** What you are asked to do **
Transcribe the records below exactly as they appear, omitting any pictures.

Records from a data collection
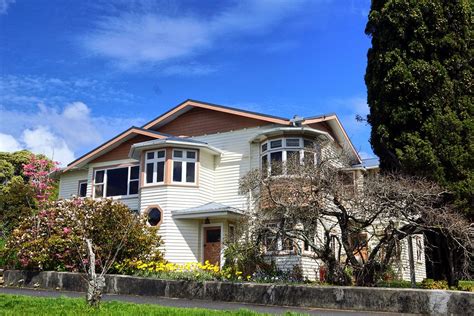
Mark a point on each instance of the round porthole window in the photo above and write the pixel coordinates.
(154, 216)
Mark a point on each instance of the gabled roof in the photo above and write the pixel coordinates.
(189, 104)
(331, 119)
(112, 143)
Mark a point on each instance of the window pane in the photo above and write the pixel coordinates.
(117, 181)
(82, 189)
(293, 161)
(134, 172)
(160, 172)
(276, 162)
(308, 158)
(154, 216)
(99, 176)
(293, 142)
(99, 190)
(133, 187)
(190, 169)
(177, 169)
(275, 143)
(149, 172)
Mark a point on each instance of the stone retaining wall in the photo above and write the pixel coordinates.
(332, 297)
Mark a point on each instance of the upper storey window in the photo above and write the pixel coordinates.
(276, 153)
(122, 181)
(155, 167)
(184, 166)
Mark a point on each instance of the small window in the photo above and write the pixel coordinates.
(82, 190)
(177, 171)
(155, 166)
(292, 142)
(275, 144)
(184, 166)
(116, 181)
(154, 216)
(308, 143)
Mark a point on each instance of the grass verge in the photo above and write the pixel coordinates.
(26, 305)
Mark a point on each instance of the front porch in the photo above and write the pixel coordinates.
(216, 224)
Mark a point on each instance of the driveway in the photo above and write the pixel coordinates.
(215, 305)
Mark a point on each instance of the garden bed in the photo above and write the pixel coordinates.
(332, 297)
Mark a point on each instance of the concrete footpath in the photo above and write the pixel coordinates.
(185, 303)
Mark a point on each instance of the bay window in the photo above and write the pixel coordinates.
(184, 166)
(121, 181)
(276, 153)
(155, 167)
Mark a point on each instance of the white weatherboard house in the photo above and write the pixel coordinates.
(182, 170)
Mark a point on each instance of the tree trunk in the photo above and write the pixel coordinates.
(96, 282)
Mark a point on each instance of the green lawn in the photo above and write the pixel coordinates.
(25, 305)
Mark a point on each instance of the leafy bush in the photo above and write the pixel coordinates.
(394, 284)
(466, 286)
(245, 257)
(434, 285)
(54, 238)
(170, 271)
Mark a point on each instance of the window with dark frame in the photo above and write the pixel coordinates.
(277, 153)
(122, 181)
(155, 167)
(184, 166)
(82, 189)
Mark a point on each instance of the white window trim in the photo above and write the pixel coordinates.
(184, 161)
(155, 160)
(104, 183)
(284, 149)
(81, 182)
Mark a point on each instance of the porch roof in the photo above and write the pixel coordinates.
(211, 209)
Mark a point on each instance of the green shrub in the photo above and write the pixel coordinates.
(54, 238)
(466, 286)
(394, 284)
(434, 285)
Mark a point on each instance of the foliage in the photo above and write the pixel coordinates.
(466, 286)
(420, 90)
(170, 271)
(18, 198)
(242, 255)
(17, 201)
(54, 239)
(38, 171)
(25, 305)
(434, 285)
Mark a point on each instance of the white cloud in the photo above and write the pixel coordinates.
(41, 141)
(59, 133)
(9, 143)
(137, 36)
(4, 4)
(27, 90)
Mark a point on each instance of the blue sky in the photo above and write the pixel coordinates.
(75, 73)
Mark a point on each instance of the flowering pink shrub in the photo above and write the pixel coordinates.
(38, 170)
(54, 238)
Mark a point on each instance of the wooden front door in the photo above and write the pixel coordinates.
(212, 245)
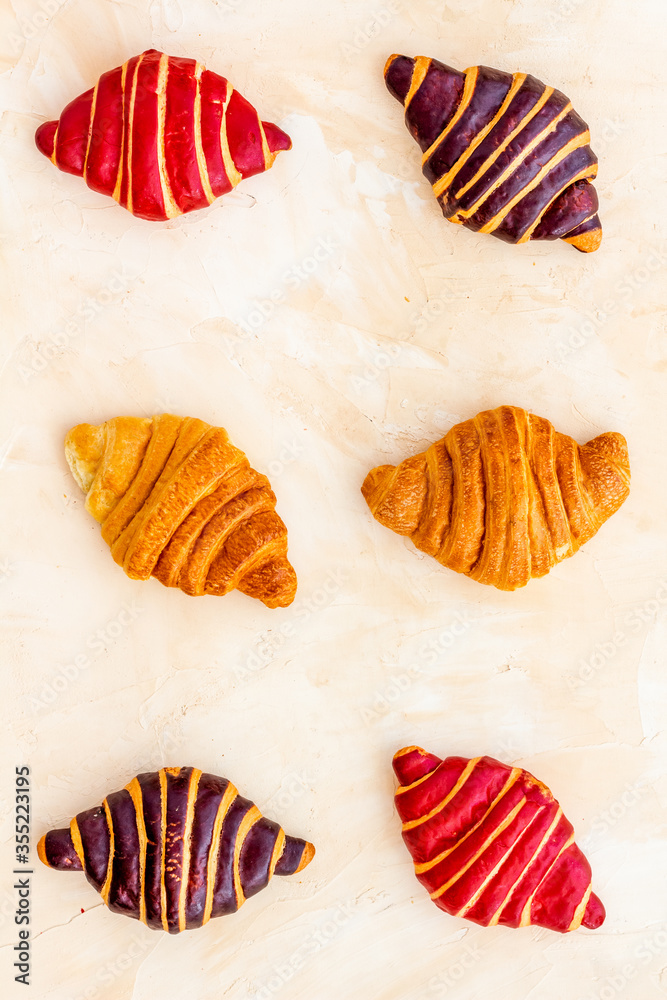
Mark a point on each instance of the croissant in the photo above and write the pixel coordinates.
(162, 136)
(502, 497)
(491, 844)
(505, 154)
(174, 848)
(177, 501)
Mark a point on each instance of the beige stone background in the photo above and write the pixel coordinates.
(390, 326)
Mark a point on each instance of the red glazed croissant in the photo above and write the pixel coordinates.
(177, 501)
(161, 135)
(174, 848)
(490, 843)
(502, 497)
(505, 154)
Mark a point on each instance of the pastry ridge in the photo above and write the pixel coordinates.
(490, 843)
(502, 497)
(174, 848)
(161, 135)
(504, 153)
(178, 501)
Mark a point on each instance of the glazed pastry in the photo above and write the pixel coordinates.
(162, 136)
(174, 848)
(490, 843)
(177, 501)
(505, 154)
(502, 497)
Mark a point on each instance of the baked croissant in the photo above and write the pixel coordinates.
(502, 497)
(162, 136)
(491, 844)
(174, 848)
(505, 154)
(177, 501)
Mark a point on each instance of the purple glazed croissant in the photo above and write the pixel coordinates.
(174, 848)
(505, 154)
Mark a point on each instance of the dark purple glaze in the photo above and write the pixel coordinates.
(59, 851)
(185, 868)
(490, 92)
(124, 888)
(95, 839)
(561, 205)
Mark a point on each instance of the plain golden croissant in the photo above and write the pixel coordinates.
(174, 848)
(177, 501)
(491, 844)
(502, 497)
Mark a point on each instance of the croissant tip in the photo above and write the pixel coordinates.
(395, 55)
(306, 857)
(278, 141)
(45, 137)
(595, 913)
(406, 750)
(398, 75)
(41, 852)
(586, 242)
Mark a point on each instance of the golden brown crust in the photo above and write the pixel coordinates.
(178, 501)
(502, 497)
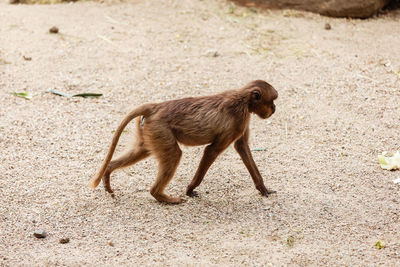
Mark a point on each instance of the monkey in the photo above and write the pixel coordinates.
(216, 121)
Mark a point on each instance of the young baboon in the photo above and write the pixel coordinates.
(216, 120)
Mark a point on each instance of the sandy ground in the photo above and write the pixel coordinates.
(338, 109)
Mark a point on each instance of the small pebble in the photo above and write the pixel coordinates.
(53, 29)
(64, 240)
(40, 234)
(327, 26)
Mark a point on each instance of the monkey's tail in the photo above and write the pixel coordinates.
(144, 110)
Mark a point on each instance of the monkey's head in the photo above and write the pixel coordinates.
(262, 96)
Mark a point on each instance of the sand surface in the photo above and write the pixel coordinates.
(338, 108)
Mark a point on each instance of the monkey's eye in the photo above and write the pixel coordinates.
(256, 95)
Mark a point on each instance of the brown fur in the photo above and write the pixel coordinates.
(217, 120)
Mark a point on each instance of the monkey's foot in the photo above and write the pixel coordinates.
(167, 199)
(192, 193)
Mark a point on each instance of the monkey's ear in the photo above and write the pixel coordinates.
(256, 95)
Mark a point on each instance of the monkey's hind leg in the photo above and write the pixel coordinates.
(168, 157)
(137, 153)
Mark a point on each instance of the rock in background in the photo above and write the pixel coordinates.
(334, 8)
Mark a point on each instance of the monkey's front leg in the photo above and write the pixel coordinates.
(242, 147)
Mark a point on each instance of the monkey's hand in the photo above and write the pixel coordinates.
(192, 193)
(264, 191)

** Reply to the task **
Mark a point on each instance of the round porthole window in the photo above and write the pixel coordinates.
(154, 216)
Mark a point on each instance of the gabled roof in the photo above and write the pixel coordinates.
(189, 104)
(331, 119)
(112, 143)
Mark a point on each instance of the window pane in the photo above and write the pixel coordinates.
(117, 181)
(82, 189)
(293, 161)
(134, 172)
(160, 172)
(276, 162)
(308, 158)
(154, 216)
(99, 176)
(293, 142)
(99, 190)
(133, 187)
(190, 169)
(177, 169)
(275, 143)
(149, 172)
Mark a point on each instance of the stone retaining wall in the photo above and write the pixel coordinates.
(332, 297)
Mark a point on each instance of the upper storey window in the photo above and write the pixel coordinates.
(276, 153)
(122, 181)
(155, 167)
(184, 166)
Mark a point on each instance of the small window in the photo above and write the pixel coordinates.
(82, 190)
(177, 171)
(155, 166)
(292, 142)
(275, 144)
(184, 166)
(116, 181)
(154, 216)
(308, 143)
Mark a point on each instance of the grass verge in the photo above and write the pixel coordinates.
(26, 305)
Mark a point on each instance of the front porch in the photo above and write the pixel coordinates.
(216, 224)
Mark a point on each instance of the driveway in the photo above and write the pixel coordinates.
(215, 305)
Mark a point on each instance of the garden bed in the photo above and write the pixel coordinates.
(332, 297)
Mark a point on each instance of the concrete footpath in the photo above and write the pixel coordinates.
(185, 303)
Mark a point on each instance of the bay window in the photo above and write the pixel coordinates.
(184, 166)
(121, 181)
(276, 153)
(155, 167)
Mark a point on each instance of the white weatherboard house in the photo above and write the pixel coordinates.
(182, 170)
Mark a point on each instance of the tree trunk in the photo above and write the pixel coordinates.
(96, 282)
Mark a point on each instance of the green lawn in the photo above and write the pixel coordinates.
(25, 305)
Mark a point on each instance of the leafy bush in the photo above and write the pixel coordinates.
(394, 284)
(466, 286)
(245, 257)
(434, 285)
(54, 238)
(170, 271)
Mark a point on each instance of the window with dark frame in the photo above and write the pixel coordinates.
(277, 153)
(122, 181)
(155, 167)
(184, 166)
(82, 189)
Mark a point on each instance of the white window trim in the photo above and write the pixel coordinates.
(184, 161)
(155, 160)
(104, 183)
(284, 149)
(81, 182)
Mark a point on each instance of the porch roof in the photo above and write the pixel coordinates.
(211, 209)
Mark a point on each instance of the green shrub in the photo above and write the pixel coordinates.
(54, 238)
(466, 286)
(394, 284)
(434, 285)
Mark a point on each instance of the foliage in the photo above and write the pixel coordinates.
(466, 286)
(420, 90)
(170, 271)
(18, 198)
(242, 255)
(17, 201)
(54, 239)
(38, 171)
(25, 305)
(434, 285)
Mark a point on each instance of the white cloud in the photo above and write the pixel coordinates.
(41, 141)
(59, 133)
(9, 143)
(137, 36)
(4, 4)
(27, 90)
Mark a point on each instance of the blue sky in the photo above and write the pixel coordinates.
(75, 73)
Mark a point on each instance of the flowering pink shrub in the photo above and write the pixel coordinates.
(38, 170)
(54, 238)
Mark a point on each instance of the wooden front door in the photo above and write the pixel coordinates.
(212, 245)
Mark a point on each instance of the croissant in the photo above and write the pixel coordinates.
(162, 136)
(502, 497)
(491, 844)
(505, 154)
(174, 848)
(177, 501)
Mark a point on each instance of the beige stone background in the photo above and write the pixel coordinates.
(390, 326)
Mark a point on each instance of the red glazed croissant in the photo above and write the pixel coordinates.
(177, 501)
(161, 135)
(174, 848)
(490, 843)
(502, 497)
(505, 154)
Mark a point on each instance of the pastry ridge in the photo above and write the pixel coordinates.
(490, 843)
(502, 497)
(174, 848)
(161, 135)
(504, 153)
(178, 501)
Mark a point on each instance of the glazed pastry in the photo above and write the pixel coordinates.
(162, 136)
(174, 848)
(490, 843)
(177, 501)
(505, 154)
(502, 497)
Mark a point on each instance of the baked croissant in the photo above and write the pixel coordinates.
(502, 497)
(162, 136)
(491, 844)
(174, 848)
(505, 154)
(177, 501)
Mark a point on each instance of the purple glazed croissant in the photo above and write the pixel coordinates.
(174, 848)
(505, 154)
Mark a point on each instance of the dark purple glaze in the photo above and write the pixel coordinates.
(59, 851)
(185, 868)
(490, 92)
(124, 888)
(95, 839)
(561, 205)
Mark a point on each instance of the plain golden croissant in the photo above and write the pixel coordinates.
(174, 848)
(177, 501)
(491, 844)
(502, 497)
Mark a point on each instance of the croissant tip in the photo above and write the pixel coordinates.
(395, 55)
(306, 857)
(278, 141)
(45, 137)
(595, 913)
(406, 750)
(398, 75)
(41, 852)
(586, 242)
Mark a point on each instance of the golden brown crust in the photo above and write the pixel coordinates.
(178, 501)
(502, 497)
Mark a point on each instance of the monkey in the photo above and write the pixel coordinates.
(216, 121)
Mark a point on each instance of the young baboon in the photo above and write the pixel coordinates.
(216, 120)
Mark a point on each instance of the sandy ground in the photo above and write the pixel coordinates.
(338, 109)
Mark a point on each instance of the small pebble in the photo above and write the pixel coordinates.
(53, 29)
(64, 240)
(40, 234)
(327, 26)
Mark a point on each instance of the monkey's tail in the photo above and write the pixel coordinates.
(144, 110)
Mark a point on each instance of the monkey's head in the photo above and write the pixel coordinates.
(262, 96)
Mark a point on each instance of the sand surface in the photo above and write the pixel coordinates.
(338, 108)
Mark a point on each instance of the monkey's eye in the photo above and write the pixel coordinates.
(256, 95)
Mark a point on each instance of the brown fur in the photo above and write the pixel coordinates.
(217, 120)
Mark a point on each instance of the monkey's foot in the photo above and write the pixel coordinates.
(167, 199)
(192, 193)
Mark a point on each instance of the monkey's ear in the photo above and write the pixel coordinates.
(256, 95)
Mark a point on each instance of the monkey's hind leg in the photo above and write the pixel coordinates.
(168, 157)
(137, 153)
Mark a point on each instance of the rock in background in the photo above and write the pixel coordinates.
(334, 8)
Mark a point on each instance of the monkey's front leg in the photo above and write the pixel coordinates.
(242, 147)
Mark a point on each instance of the monkey's hand in the photo above and write the pixel coordinates.
(192, 193)
(264, 191)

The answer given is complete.